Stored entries
• • •

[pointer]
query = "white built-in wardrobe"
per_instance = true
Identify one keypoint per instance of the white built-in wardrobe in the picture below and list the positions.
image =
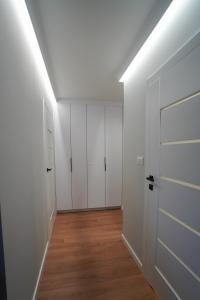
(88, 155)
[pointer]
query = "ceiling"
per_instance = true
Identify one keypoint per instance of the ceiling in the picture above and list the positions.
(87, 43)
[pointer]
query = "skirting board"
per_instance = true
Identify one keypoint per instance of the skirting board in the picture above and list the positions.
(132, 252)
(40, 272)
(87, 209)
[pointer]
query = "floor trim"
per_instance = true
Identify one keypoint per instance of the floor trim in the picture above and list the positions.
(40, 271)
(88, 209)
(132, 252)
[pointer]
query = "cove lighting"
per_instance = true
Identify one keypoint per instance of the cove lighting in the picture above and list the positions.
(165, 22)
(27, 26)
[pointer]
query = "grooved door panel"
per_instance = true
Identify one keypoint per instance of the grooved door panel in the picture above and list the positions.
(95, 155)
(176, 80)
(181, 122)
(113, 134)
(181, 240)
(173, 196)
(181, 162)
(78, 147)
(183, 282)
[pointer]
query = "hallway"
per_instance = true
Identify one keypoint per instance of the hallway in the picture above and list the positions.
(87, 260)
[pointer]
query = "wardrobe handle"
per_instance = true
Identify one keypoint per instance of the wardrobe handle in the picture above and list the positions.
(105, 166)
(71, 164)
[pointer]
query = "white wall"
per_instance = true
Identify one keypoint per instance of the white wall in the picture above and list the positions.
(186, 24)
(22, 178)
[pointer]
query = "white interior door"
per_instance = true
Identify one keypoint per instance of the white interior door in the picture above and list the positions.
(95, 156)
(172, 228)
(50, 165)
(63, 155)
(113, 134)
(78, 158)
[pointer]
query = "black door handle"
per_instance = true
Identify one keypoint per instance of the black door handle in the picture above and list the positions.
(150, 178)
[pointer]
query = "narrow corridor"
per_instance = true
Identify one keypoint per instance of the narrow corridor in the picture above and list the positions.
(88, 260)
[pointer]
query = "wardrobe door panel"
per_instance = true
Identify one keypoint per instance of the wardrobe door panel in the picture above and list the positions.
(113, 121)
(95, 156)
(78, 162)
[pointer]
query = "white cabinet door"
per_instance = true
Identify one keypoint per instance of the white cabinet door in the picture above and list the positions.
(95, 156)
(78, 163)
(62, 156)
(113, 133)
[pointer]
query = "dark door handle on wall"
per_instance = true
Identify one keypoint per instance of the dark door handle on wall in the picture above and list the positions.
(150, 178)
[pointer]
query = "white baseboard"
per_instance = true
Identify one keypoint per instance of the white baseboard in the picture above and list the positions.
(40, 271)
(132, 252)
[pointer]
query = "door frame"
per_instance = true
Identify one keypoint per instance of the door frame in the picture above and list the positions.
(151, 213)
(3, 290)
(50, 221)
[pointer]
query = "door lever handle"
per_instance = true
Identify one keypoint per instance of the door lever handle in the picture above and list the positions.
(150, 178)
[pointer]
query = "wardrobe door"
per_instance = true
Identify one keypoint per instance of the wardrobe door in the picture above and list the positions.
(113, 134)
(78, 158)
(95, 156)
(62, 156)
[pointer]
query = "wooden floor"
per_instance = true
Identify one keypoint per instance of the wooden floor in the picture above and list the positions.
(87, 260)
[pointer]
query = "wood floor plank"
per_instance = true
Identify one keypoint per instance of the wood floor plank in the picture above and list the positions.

• • •

* SHORT TASK *
Write out the entries above verbatim; the pictures do not belong in your copy.

* CORRECT OUTPUT *
[pointer]
query = "white built-in wardrobe"
per_instance = true
Identify one keypoint per instance of the white built-in wardrobe in the picture below and list the positions.
image =
(88, 155)
[pointer]
query = "ceiling"
per_instance = true
Identify one keypoint per instance of the ceiling in the picture above and list the positions.
(87, 43)
[pointer]
query = "skirting board"
per_instance = true
Identify one keypoint per instance of the skirting board in the picture above and list the positions.
(132, 252)
(40, 272)
(87, 209)
[pointer]
query = "floor trim"
per_instance = true
Identify one keypoint per instance of the floor trim in the picture above and list the positions.
(40, 271)
(88, 209)
(132, 252)
[pointer]
query = "cove lighting"
per_instance = true
Identify one keypoint per instance of the cove lighting in the picture above and list the positions.
(165, 22)
(27, 26)
[pointer]
query = "grooved door panel"
per_instance = true
Identify one keypoint per instance of the grooved door panel in the picture above and list the positions.
(95, 155)
(176, 80)
(181, 122)
(113, 134)
(181, 240)
(173, 196)
(181, 162)
(78, 147)
(183, 282)
[pointer]
query = "hallway"
per_instance = true
Identify one keypoint per instance of the hallway in the picture above and list the positions.
(87, 260)
[pointer]
query = "wardrobe handle"
per_instance = true
Identify one keypoint per instance of the wardrobe handle in the picture above and list the positions.
(105, 166)
(71, 164)
[pointer]
query = "white wall"
per_instance = true
Identify one keypoint per instance of the white wall in the picture above and list the positions.
(186, 24)
(22, 178)
[pointer]
query = "white interior door"
per_instance = true
Identify one keypoint per instance of the white interior door in the picture above and list the positions.
(95, 156)
(172, 228)
(50, 165)
(63, 155)
(113, 134)
(78, 158)
[pointer]
query = "black door handle"
per_instance = true
Identify one keypoint per instance of the black door handle in the picture above and list the positions.
(150, 178)
[pointer]
query = "narrow corridor"
per_instance = true
Identify one keypoint per instance of the narrow corridor in the picture above and list the positions.
(88, 260)
[pointer]
query = "wardrobe door panel"
per_instance = true
Identify one keypoint per instance of the wardrobe door panel in the picture above and list the positions.
(113, 121)
(95, 156)
(78, 162)
[pointer]
query = "white cabinet door"
per_instance = true
Identify one keypoint per instance of the white cabinet door in the picture above and list the positions.
(95, 156)
(78, 163)
(62, 156)
(113, 133)
[pointer]
query = "dark door handle on wall"
per_instance = true
Identify one keypoint per instance of the dark door handle on wall in the picture above and list the positions.
(150, 178)
[pointer]
query = "white baseboard"
per_instance = true
Identify one keypoint per instance of the white baseboard in the picture above and list the positions.
(40, 271)
(132, 252)
[pointer]
query = "door frame"
per_instance = true
Identify one keypoint per instance of the door frame in the picture above and list the positions.
(151, 213)
(3, 290)
(50, 221)
[pointer]
query = "door lever handle"
per_instance = true
Identify one keypoint per instance of the door lever handle in the picture above and list the positions.
(150, 178)
[pointer]
query = "wardrobe door"
per_instance = true
Identify one keypoint per instance of the wardrobe door in the picture above and list the positions.
(113, 134)
(78, 158)
(95, 156)
(62, 156)
[pointer]
query = "wooden floor"
per_instance = true
Identify one keypoint per instance of the wooden floor in the picture above and list the positions.
(87, 260)
[pointer]
query = "wood floor plank"
per_instance = true
Identify one keypoint per instance of the wood floor plank in the picture above and list the positions.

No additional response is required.